Instruções>
1 > Transcreva do texto de leitura o trecho que vai de "Nick Diaz, atualmente" até "formação dessa particularidade.".
2 > Indique todos os lutadores que o texto de leitura menciona pelo nome.

Mas, em que bases o nosso novo campeão Cigano chegou lá? Quais foram as suas motivações? Só o tempo dirá...

B. J. Penn vs Nick Diaz


No UFC 137 tive o privilégio de acompanhar a luta entre B. J. Penn e Nick Diaz. Essa luta ou, mais precisamente, a maneira como ela se desdobrou passou a chamar minha atenção por um tempo, diríamos, assim, além do normal. Volta e meia, me via pensando ainda sobre ela. Não era nem tanto pelo resultado que, aliás, também estava de acordo. Mas, acredito que tenha sido, talvez, por ter-me sugerido (ou até mesmo revelado) algumas coisas de grande valor desses dois lutadores, e que não podem, de forma alguma, passar despercebidas.

Sobre isso, Nietzsche já nos alertava que “a fineza, a qualidade e a elevação de uma alma são perigosamente colocadas à prova quando passa junto a ela algo que é de primeira categoria, mas que ainda não é protegido de garras e grosserias impertinentes pelos estremecimentos da autoridade”. Dessa maneira, deixar de reconhecer, nem mesmo destacar, os possíveis significados daquela luta constitui ato de baixeza ou falta de elevação moral. É como se algo venerável e de grande valia passasse repentinamente ao seu lado sem que você seja capaz de perceber.

Nick Diaz, atualmente com 28 anos, vem do Jiu-Jitsu (equipe Cesar Gracie) mas, como se diz na gíria, com o Boxe do lado. O que para alguns pode parecer um defeito ou ponto fraco, a mim apresenta-se mais como uma característica peculiar o fato de boxear com guarda baixa. Não está sob discussão, aqui, a importância de se manter sempre a guarda erguida em um combate. Mas, se um lutador profissional mantém esse hábito a ponto de torná-lo uma característica pessoal seria necessário, ao menos do meu ponto de vista, tentar entender a(s) razão(ões) que levou(varam) à formação dessa particularidade.

Não seria exagero algum afirmar que Nick Diaz se enquadra na categoria do que se entende por garoto problema. Pelo contrário. Seria, inclusive, o mais adequado. Faltou seguidamente em duas sessões públicas da promoção do evento (foi cortado e substituído por outro lutador, mas, logo em seguida, re-convocado, pelo fato do outro lutador ter se machucado), já foi pego no antidoping (maconha) alegando, ainda, no Los Angeles Times, que se sente bem fumando maconha e que bebe uma quantidade considerável de água para passar nos exames antidopings.

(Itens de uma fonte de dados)
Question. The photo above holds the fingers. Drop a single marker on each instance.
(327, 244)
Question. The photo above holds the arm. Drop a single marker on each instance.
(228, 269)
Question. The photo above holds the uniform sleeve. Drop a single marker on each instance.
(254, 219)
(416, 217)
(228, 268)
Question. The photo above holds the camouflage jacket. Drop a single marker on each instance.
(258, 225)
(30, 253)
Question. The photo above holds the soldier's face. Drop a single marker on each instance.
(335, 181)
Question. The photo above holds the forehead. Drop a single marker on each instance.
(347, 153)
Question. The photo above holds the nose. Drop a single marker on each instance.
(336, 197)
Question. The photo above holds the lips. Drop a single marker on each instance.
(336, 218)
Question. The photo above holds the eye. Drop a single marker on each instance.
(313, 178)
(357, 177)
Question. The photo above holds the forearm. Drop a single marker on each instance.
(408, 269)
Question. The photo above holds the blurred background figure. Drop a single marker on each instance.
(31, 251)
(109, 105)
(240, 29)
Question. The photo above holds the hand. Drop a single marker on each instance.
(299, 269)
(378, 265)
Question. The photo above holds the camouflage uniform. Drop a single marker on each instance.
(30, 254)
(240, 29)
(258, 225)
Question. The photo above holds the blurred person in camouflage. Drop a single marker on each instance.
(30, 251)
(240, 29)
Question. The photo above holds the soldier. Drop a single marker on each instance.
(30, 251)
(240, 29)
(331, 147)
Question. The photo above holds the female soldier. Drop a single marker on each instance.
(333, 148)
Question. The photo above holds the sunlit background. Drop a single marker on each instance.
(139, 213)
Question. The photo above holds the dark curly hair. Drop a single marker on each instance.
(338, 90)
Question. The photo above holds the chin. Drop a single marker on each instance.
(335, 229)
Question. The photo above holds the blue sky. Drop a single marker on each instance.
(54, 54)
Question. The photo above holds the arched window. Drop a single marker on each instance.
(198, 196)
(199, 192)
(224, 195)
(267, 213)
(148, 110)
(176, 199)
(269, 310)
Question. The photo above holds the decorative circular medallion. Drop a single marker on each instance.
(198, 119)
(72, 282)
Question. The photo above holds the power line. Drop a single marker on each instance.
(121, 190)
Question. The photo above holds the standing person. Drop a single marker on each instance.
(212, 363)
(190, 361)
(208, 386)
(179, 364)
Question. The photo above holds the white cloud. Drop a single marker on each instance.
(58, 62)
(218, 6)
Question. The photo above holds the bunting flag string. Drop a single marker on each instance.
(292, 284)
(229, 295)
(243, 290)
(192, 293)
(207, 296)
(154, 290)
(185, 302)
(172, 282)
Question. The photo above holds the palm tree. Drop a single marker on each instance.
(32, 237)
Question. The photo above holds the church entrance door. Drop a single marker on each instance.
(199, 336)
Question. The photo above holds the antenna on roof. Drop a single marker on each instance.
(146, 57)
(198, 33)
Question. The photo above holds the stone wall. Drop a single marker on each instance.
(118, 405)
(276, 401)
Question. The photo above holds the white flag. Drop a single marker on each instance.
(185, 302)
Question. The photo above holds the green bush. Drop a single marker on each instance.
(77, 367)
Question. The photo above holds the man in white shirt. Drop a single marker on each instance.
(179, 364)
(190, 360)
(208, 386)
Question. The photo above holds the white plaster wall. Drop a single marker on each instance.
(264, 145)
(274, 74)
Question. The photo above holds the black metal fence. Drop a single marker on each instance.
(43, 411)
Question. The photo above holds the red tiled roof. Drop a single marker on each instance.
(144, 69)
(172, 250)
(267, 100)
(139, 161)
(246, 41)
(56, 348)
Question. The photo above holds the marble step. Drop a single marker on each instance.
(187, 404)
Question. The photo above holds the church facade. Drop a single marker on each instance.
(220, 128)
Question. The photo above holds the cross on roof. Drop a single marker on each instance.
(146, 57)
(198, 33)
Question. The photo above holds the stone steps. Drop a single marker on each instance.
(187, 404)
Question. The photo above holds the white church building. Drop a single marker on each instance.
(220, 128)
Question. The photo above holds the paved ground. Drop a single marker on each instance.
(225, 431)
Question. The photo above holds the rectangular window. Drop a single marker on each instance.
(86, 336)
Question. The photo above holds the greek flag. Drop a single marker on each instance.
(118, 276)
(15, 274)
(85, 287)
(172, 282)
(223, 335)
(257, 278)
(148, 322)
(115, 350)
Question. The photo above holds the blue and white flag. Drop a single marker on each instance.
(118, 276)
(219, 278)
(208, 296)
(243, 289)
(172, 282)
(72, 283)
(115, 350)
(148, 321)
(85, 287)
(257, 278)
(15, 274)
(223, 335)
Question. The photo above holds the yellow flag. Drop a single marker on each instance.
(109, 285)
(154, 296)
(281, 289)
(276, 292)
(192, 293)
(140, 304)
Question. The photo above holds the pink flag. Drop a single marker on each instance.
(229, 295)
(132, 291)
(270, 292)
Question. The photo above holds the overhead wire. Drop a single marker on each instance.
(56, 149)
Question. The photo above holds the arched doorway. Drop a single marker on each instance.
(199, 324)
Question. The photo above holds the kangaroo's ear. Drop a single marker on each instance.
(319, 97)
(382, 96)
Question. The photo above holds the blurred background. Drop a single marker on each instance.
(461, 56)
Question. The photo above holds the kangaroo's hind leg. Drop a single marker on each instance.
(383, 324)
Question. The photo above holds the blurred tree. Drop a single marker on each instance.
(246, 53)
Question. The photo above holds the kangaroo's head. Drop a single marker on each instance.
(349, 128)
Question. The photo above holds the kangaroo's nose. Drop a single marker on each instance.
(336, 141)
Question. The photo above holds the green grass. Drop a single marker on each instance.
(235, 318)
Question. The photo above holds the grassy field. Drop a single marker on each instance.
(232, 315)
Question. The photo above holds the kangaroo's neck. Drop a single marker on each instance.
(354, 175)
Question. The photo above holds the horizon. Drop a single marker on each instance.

Respostas escritas>
1 >
Nick Diaz, atualmente com 28 anos, vem do Jiu-Jitsu (equipe Cesar Gracie) mas, como se diz na gíria, com o Boxe do lado. O que para alguns pode parecer um defeito ou ponto fraco, a mim apresenta-se mais como uma característica peculiar o fato de boxear com guarda baixa. Não está sob discussão, aqui, a importância de se manter sempre a guarda erguida em um combate. Mas, se um lutador profissional mantém esse hábito a ponto de torná-lo uma característica pessoal seria necessário, ao menos do meu ponto de vista, tentar entender a(s) razão(ões) que levou(varam) à formação dessa particularidade.

2 >
- Cigano
- B. J. Penn
- Nick Diaz